GOAL 1: Copy the passage of the JFR review message starting at "On 5/11/2019 9:56" and ending at "you review again?", word for word.

READING TEXT:
--- START ---

Fwd: RFR: 8233375: JFR emergency dump do not recover thread state

David Holmes david.holmes at oracle.com
Tue Nov 5 00:17:38 UTC 2019


On 5/11/2019 9:56 am, Yasumasa Suenaga wrote:
> On 2019/11/04 22:43, Yasumasa Suenaga wrote:
>> Hi Markus,
>>
>> I thought similar change, and it is running on submit repo:
>>
>>    http://hg.openjdk.java.net/jdk/submit/rev/76703c4ec1ea
>>
>> If it passes all tests, I will send review request again.
> 
> This change passed all tests on submit repo 
> (mach5-one-ysuenaga-JDK-8233375-2-20191104-1317-6405064).
> Could you review again?
> 
>    http://cr.openjdk.java.net/~ysuenaga/JDK-8233375/webrev.02/
> 
> In Markus's change, emergency dump will not perform when 
> Thread::current_or_null_safe() returns NULL.
> However it will occur when coredump signal (e.g. SIGSEGV) throws to PID 
> by `kill` command - main thread of the process will be already detached 
> (out of JVM).

--- END ---

Records from a point labeling set:
--- START ---

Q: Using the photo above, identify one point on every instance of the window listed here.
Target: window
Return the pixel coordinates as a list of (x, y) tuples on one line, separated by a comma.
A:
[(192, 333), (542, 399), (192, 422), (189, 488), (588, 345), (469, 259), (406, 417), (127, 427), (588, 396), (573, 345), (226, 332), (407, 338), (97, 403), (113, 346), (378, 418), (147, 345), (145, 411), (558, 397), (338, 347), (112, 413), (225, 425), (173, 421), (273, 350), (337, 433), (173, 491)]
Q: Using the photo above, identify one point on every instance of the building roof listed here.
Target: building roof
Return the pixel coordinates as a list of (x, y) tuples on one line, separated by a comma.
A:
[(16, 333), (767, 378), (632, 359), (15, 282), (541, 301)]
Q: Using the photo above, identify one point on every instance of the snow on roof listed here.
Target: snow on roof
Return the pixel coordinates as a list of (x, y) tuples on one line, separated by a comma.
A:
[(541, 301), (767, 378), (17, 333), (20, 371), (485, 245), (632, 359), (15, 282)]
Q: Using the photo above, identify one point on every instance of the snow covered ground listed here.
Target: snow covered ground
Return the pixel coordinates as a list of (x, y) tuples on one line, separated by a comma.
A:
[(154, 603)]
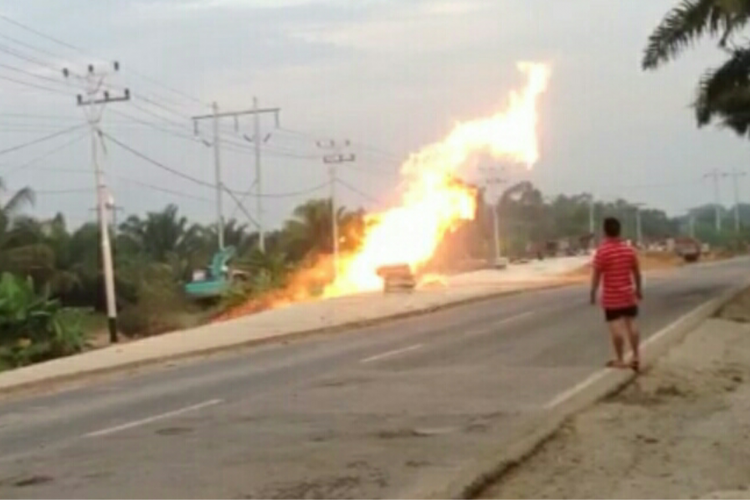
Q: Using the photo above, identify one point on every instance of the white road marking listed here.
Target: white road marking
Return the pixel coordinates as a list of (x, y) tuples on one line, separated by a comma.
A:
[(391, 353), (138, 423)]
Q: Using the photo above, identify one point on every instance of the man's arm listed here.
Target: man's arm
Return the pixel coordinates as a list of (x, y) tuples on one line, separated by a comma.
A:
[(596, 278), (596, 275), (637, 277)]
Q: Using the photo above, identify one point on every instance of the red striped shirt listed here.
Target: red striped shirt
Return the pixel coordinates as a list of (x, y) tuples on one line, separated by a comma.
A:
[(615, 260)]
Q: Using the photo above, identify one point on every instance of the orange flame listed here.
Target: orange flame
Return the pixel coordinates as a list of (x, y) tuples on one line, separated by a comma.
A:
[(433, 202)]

--- END ---

GOAL 2: Rewrite the records starting at the line containing "shirt listed here." and ending at the last line of the records, requests included, multiplying every coordinate in the answers by 1.35 and rounding each to a whole number, with halves rounded up. Return only those lines.

FINAL RESULT 1:
On 5/11/2019 9:56 am, Yasumasa Suenaga wrote:
> On 2019/11/04 22:43, Yasumasa Suenaga wrote:
>> Hi Markus,
>>
>> I thought similar change, and it is running on submit repo:
>>
>>    http://hg.openjdk.java.net/jdk/submit/rev/76703c4ec1ea
>>
>> If it passes all tests, I will send review request again.
> 
> This change passed all tests on submit repo 
> (mach5-one-ysuenaga-JDK-8233375-2-20191104-1317-6405064).
> Could you review again?

FINAL RESULT 2:
Q: Using the photo above, identify one point on every instance of the red striped shirt listed here.
Target: red striped shirt
Return the pixel coordinates as a list of (x, y) tuples on one line, separated by a comma.
A:
[(830, 351)]
Q: Using the photo above, identify one point on every instance of the orange flame listed here.
Target: orange flame
Return the pixel coordinates as a list of (x, y) tuples on one line, separated by a comma.
A:
[(585, 273)]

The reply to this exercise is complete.